> [Stated task] Leave out the pictures and repeat exactly the lines from the one containing "Question. For every instance of the hot" through the end of the records.

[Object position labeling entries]

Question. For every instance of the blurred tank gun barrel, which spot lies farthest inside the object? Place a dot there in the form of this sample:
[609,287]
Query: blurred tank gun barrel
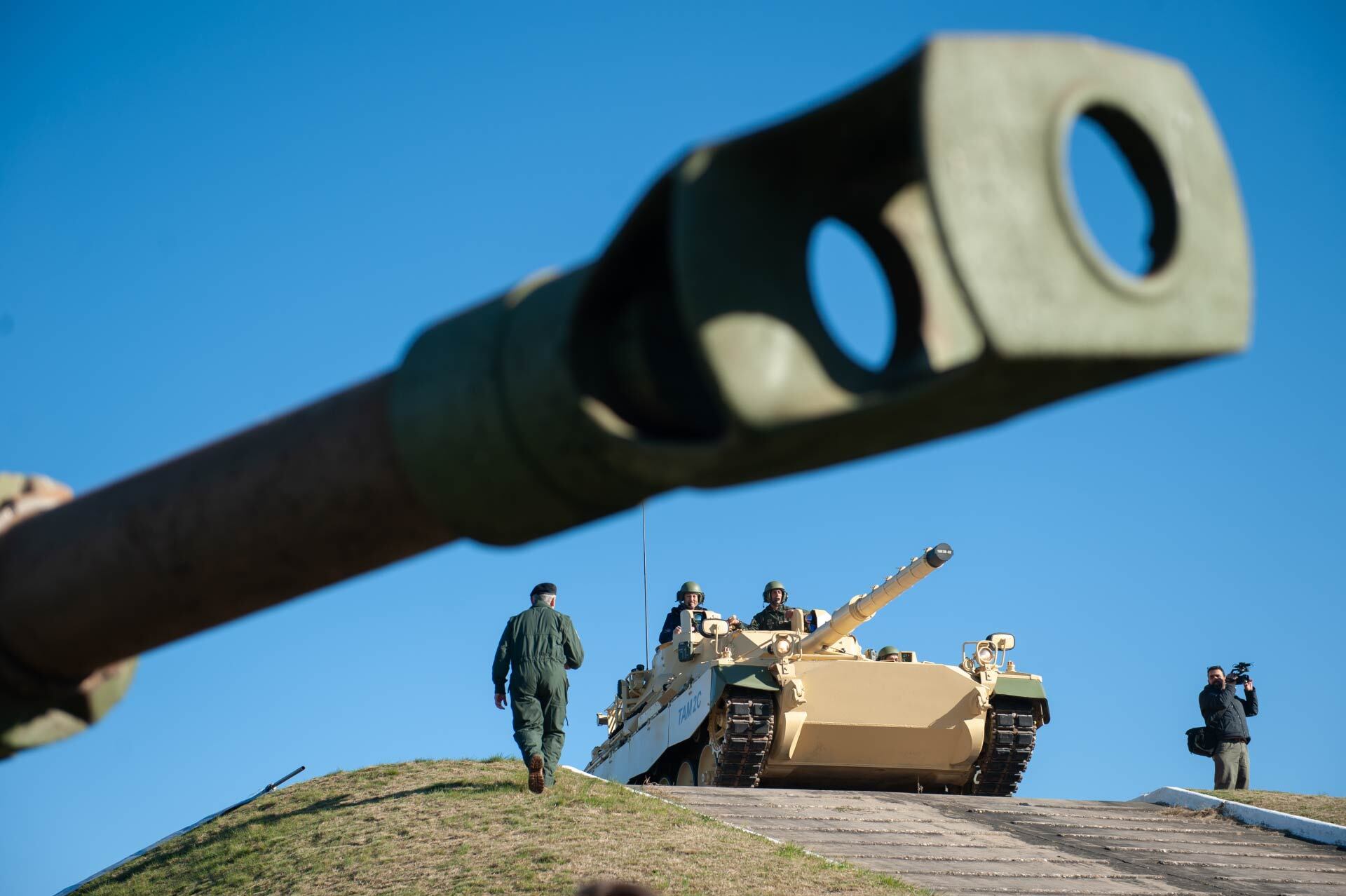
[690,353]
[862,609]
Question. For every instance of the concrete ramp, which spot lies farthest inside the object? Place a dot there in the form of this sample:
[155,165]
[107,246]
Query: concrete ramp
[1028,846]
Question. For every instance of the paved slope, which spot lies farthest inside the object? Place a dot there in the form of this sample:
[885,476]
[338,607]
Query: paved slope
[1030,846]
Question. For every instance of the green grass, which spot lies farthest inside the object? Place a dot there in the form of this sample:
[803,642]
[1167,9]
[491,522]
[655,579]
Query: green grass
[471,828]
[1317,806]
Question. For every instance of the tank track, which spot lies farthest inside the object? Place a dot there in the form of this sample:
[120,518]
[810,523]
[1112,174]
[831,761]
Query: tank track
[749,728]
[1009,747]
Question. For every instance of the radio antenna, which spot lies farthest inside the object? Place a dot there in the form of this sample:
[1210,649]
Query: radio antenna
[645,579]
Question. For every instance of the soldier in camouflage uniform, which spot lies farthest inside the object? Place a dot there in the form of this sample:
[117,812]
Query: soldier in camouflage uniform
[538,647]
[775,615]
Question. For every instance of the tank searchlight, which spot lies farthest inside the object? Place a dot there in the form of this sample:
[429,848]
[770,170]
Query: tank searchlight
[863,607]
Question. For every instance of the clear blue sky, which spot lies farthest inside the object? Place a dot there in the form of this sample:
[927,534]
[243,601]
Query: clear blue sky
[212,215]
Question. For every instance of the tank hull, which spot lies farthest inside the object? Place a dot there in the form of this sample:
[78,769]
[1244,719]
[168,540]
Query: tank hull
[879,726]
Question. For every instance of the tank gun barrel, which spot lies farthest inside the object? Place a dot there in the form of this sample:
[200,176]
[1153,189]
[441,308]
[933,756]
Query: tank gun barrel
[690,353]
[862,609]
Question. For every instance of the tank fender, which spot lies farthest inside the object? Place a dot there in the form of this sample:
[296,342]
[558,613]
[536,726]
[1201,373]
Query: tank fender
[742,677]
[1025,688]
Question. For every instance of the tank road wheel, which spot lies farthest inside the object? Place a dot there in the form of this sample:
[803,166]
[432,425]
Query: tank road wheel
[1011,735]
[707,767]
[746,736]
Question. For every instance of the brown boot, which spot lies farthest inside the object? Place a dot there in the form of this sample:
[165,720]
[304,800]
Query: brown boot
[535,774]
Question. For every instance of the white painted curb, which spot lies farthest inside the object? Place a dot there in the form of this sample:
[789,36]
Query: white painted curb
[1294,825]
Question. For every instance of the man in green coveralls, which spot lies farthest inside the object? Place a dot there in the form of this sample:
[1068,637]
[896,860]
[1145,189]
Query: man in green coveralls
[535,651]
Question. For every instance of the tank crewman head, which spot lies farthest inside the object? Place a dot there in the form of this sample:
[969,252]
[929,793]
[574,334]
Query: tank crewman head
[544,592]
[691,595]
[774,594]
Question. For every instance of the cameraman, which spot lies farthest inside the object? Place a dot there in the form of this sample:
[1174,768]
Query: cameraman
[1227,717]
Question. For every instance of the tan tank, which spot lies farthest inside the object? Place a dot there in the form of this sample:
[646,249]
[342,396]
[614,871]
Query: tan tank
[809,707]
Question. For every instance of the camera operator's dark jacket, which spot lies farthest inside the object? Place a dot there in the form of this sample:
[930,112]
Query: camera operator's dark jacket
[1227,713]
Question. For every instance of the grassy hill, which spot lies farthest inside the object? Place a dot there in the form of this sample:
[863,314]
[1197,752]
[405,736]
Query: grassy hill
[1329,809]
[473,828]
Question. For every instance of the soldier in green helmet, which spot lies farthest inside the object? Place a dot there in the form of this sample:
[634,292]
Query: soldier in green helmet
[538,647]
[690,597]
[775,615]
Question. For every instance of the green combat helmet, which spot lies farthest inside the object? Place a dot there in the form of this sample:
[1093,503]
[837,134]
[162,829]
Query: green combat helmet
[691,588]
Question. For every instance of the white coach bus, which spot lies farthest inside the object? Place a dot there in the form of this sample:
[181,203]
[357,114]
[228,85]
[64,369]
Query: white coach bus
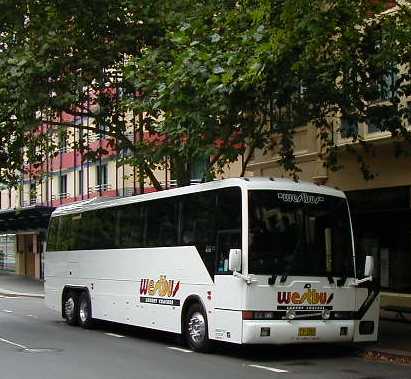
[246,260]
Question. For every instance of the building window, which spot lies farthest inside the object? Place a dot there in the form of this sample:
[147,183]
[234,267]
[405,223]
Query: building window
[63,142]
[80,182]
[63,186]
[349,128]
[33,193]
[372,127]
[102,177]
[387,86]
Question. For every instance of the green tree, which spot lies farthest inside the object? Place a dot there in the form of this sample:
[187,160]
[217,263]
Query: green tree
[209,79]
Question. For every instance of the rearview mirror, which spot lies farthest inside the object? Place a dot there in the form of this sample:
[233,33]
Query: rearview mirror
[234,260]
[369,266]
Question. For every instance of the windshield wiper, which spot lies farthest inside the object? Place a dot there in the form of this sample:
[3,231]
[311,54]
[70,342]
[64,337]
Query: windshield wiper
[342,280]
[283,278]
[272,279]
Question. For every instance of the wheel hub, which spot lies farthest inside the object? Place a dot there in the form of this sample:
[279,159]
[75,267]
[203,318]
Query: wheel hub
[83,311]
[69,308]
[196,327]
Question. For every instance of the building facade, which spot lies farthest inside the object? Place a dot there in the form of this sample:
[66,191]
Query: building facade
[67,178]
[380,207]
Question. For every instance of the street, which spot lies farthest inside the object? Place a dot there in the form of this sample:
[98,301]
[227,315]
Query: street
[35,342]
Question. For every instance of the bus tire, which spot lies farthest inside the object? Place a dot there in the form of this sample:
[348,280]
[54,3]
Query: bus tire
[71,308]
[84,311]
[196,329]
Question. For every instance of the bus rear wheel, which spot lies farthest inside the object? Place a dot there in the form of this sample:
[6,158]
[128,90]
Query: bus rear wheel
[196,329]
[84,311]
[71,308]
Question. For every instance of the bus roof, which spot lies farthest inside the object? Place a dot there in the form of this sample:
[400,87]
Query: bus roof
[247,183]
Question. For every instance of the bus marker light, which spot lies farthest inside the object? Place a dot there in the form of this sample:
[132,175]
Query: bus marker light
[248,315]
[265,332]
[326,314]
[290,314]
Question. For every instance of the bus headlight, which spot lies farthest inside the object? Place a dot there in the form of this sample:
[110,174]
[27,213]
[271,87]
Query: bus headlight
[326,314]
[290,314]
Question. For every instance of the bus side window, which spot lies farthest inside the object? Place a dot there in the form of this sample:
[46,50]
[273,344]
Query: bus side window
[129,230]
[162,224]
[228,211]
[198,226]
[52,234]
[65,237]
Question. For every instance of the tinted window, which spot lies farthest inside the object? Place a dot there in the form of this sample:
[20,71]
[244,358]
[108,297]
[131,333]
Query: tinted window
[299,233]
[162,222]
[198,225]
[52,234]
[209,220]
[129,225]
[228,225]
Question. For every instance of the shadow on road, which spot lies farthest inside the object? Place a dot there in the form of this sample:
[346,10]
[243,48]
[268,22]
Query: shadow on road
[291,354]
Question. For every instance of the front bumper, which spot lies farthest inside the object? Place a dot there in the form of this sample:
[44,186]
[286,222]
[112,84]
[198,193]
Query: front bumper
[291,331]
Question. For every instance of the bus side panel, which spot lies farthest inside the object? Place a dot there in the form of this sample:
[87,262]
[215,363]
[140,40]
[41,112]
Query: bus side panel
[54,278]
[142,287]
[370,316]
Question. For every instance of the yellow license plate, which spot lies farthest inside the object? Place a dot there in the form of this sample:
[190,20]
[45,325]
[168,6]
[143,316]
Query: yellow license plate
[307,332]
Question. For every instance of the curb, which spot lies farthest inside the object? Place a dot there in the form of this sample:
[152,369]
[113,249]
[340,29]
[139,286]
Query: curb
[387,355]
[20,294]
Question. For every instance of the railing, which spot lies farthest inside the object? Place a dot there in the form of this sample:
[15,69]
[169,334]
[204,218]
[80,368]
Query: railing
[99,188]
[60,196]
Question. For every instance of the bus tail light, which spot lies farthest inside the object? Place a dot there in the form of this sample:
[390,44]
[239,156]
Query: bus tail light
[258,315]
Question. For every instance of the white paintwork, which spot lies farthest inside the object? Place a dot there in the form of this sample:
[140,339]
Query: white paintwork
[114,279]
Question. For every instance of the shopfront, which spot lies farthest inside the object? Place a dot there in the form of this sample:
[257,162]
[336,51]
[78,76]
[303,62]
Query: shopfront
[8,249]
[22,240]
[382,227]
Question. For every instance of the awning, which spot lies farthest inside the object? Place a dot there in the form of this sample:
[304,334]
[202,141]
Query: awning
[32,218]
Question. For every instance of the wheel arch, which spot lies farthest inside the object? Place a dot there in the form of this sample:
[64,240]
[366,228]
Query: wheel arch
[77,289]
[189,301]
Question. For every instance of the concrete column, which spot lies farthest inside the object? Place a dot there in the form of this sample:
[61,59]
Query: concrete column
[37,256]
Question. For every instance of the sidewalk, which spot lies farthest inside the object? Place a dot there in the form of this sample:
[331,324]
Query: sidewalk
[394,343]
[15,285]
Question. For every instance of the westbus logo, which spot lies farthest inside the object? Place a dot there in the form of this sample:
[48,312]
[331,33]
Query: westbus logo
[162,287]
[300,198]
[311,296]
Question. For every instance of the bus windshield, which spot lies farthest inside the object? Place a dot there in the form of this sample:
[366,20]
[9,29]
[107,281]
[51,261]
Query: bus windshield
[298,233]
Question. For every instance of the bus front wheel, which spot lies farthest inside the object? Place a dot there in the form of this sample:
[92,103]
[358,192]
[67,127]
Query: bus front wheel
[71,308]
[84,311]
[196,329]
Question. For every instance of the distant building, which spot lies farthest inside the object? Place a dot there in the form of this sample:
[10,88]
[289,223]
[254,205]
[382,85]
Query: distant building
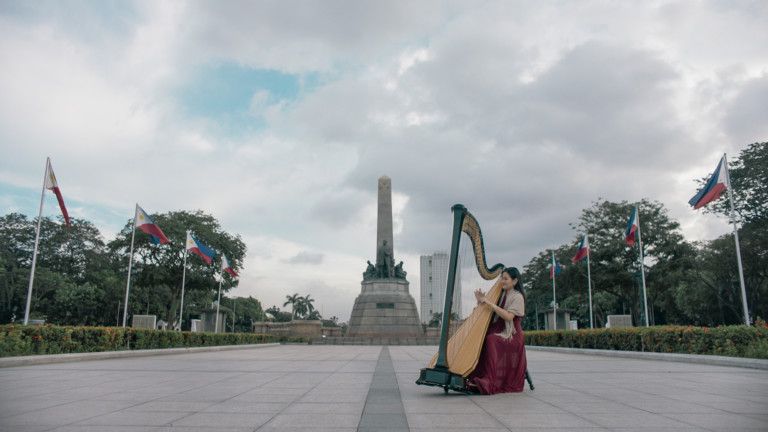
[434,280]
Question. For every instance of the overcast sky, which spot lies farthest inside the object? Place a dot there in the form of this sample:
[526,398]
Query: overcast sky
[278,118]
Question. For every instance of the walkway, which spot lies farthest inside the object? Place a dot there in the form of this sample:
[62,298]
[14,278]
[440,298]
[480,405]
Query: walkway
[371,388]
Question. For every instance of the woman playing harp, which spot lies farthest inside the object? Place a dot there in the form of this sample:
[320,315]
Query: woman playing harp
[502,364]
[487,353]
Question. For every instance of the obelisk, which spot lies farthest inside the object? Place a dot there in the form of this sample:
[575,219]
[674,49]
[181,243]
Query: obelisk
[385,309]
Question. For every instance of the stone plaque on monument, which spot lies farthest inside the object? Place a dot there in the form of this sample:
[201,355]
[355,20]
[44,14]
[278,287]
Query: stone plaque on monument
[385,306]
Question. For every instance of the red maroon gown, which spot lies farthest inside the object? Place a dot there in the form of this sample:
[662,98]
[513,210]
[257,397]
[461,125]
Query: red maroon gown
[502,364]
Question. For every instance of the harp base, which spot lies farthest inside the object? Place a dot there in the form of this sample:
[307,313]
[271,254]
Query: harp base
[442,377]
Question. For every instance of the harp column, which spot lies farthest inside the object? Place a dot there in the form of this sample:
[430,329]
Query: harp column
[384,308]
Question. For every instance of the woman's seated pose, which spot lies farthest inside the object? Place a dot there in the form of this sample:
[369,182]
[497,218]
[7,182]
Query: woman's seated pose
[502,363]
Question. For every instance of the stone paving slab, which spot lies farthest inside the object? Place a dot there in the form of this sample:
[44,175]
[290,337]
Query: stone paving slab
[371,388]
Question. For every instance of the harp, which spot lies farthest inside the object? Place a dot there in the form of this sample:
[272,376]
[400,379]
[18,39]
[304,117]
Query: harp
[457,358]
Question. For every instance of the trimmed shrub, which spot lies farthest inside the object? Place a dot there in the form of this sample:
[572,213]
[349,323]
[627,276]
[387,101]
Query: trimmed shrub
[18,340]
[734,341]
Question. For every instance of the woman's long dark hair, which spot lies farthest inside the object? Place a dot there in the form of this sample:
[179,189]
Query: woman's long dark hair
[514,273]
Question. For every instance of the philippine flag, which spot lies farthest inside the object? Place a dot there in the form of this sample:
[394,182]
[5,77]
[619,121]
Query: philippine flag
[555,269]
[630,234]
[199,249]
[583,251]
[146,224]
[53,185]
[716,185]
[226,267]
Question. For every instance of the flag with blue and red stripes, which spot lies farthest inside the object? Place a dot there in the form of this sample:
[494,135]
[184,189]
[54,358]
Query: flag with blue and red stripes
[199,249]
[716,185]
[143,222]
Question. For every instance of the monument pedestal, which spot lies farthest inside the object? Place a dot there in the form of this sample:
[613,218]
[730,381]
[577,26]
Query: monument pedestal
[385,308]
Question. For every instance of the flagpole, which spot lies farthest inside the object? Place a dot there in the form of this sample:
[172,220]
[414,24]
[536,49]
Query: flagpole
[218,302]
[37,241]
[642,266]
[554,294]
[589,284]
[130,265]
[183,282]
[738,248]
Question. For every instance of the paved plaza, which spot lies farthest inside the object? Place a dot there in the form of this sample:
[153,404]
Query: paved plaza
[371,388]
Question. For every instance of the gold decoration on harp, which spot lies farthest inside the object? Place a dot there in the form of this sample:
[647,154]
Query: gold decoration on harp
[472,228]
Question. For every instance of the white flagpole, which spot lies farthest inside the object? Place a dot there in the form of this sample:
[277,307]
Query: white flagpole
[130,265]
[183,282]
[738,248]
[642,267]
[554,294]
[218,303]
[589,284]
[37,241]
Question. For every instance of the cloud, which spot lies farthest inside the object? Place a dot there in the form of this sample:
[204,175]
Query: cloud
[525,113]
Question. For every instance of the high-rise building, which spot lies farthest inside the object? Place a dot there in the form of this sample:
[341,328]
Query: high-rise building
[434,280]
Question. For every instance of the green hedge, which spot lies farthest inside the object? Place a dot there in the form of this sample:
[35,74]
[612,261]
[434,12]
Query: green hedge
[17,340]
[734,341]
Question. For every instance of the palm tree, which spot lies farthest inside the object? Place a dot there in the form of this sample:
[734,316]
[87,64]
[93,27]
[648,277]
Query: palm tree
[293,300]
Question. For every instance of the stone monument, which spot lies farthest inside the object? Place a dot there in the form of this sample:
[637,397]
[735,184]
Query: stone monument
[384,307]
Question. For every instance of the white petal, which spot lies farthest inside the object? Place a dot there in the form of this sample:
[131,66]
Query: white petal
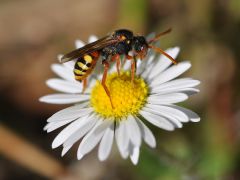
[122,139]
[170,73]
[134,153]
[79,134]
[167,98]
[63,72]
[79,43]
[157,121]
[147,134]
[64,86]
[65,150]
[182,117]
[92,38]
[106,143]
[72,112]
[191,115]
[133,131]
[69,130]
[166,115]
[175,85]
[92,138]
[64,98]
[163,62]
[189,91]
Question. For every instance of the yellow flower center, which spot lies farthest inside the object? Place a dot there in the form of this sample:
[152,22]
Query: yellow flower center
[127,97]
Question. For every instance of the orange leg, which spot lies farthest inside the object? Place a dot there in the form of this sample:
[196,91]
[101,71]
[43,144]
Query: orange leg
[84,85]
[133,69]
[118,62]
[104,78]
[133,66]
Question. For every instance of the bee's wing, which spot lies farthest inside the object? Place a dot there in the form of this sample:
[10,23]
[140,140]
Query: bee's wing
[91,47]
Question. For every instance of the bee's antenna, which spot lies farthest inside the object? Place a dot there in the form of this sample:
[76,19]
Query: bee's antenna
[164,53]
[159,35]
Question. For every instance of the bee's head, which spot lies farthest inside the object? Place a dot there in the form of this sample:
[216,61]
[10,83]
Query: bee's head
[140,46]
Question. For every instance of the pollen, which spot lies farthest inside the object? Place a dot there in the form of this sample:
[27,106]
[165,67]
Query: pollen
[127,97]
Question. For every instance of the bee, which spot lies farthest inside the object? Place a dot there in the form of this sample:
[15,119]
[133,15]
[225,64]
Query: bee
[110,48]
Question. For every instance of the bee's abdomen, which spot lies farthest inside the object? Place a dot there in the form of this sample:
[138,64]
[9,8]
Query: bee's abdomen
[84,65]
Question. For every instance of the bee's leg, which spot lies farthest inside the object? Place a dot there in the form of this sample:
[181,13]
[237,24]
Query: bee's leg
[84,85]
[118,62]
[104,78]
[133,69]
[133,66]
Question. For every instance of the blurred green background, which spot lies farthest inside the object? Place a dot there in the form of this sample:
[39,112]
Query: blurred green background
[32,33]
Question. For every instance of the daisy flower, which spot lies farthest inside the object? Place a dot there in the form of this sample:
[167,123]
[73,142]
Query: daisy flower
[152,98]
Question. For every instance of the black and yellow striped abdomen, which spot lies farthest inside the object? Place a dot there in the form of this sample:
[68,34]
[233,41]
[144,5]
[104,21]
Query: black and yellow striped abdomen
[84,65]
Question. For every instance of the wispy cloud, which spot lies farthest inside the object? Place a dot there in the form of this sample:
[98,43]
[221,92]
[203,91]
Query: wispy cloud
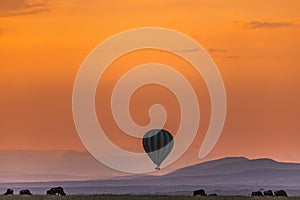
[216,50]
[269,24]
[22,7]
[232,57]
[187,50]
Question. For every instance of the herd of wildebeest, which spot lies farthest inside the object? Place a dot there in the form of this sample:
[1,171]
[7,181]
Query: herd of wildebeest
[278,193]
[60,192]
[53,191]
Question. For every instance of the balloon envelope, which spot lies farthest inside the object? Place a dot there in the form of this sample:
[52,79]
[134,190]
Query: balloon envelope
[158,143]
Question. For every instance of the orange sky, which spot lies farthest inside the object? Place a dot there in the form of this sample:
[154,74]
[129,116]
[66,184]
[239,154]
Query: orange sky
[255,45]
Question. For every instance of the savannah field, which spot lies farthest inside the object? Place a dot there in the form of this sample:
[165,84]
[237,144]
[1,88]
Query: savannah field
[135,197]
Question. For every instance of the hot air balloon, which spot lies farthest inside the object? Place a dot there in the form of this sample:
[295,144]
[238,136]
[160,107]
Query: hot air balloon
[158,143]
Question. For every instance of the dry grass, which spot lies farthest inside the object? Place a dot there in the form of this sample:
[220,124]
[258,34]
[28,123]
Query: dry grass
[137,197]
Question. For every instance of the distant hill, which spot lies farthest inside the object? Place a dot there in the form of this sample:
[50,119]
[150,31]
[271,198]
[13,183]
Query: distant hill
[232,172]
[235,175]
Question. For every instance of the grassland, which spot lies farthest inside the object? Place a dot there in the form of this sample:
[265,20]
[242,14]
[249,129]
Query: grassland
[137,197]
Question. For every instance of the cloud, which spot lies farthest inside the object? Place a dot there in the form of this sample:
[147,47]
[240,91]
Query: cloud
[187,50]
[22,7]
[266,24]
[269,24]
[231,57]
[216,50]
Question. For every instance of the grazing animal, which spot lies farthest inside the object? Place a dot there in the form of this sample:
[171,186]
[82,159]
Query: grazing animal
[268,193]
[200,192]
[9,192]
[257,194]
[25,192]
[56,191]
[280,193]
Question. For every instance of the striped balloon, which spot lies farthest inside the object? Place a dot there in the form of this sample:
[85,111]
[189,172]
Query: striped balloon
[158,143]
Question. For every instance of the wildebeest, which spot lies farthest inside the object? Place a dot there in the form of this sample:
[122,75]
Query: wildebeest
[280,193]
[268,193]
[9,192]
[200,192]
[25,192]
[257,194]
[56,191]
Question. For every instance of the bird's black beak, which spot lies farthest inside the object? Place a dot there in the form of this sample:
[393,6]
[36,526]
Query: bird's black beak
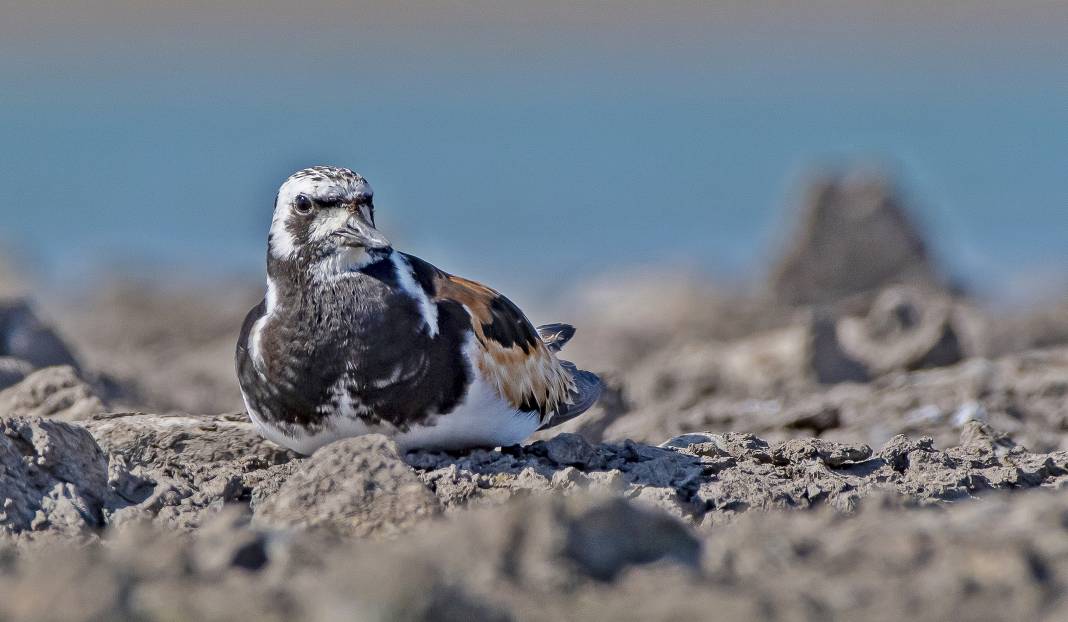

> [Result below]
Question. For every instance of the hot air balloon, which spot lies farthest inside the object? Place a dot there in the form of this sample:
[295,144]
[238,136]
[160,107]
Query: hot air balloon
[158,143]
Question. For every instance of the dry grass, which spot lies farthest inside the object? Place a dot there in the form of this sample:
[220,124]
[258,34]
[28,123]
Query: dry grass
[137,197]
Question. For every instance of the distant hill, which spot lies farthest inside the object? Place a dot there in the form of this sample:
[50,119]
[150,31]
[271,198]
[13,183]
Query: distant hill
[232,172]
[235,175]
Question. For every instance of the grassland, which spot lies farthest inside the object? Place a dot there in the form of this sample:
[265,20]
[242,14]
[249,129]
Query: grassland
[137,197]
Question. For every instance of the cloud, which spot lies farthest inside the object? Place a dot there in the form of this sample:
[147,47]
[240,91]
Query: cloud
[187,50]
[22,7]
[266,24]
[269,24]
[231,57]
[216,50]
Question. For every instance of the grazing animal, which spot lies farthest inside the object? Place a dot there in the form of this sample:
[171,186]
[82,159]
Query: grazing animal
[268,193]
[200,192]
[9,192]
[257,194]
[25,192]
[56,191]
[280,193]
Question. For every instance of the striped balloon, which spot lies farthest inside the object? Place a dot there in the form of this sample:
[85,111]
[189,172]
Query: striped balloon
[158,143]
Question. For every instance of the wildebeest, which spot lies farthest inside the object? Place a dot there in the form of this sample:
[122,75]
Query: wildebeest
[280,193]
[268,193]
[9,192]
[200,192]
[25,192]
[257,194]
[56,191]
Question. For every instance of the bird's black beak, which spot lies farthest inside the object? Place a dot there in the form of this sample:
[393,6]
[36,526]
Query: bird's black beak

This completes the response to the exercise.